ABOUT THIS TASK: The entries below hold a line with "of the dark" and a line with "of the house". Return those lines and all that lie between them, exactly and only.

DATA:
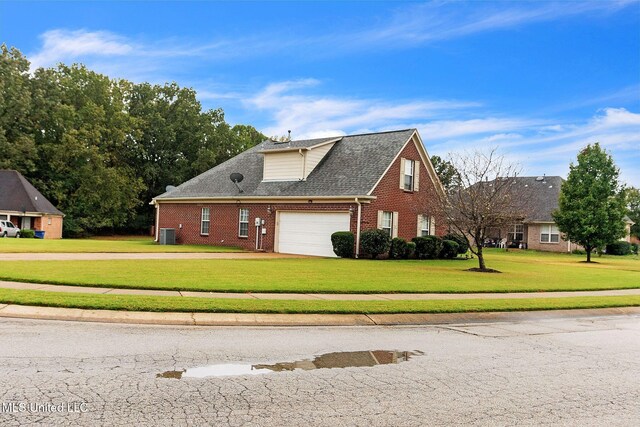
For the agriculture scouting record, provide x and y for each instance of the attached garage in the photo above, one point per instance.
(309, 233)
--
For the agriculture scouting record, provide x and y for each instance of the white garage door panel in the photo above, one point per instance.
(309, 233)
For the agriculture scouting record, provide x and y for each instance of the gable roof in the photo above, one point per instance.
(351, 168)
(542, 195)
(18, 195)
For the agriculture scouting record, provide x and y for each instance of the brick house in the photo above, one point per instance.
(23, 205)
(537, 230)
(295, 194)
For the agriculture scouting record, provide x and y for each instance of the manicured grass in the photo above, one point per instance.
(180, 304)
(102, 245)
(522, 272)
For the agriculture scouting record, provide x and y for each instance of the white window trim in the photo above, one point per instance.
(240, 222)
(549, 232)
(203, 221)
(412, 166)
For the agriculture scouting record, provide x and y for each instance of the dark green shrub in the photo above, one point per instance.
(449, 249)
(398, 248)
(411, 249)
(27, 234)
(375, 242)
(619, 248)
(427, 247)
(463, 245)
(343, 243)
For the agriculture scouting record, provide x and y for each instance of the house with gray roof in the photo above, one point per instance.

REPLY TO THE EXERCISE:
For the agriculture scouting record, provide x and y for each instance of the dark green shrub in the photo above, one point per instance.
(449, 249)
(398, 248)
(411, 249)
(27, 234)
(375, 242)
(619, 248)
(427, 247)
(463, 245)
(343, 243)
For the agriculture scouting record, provide x and y for each instance of the house with gray roof in the photo above, one point per instance.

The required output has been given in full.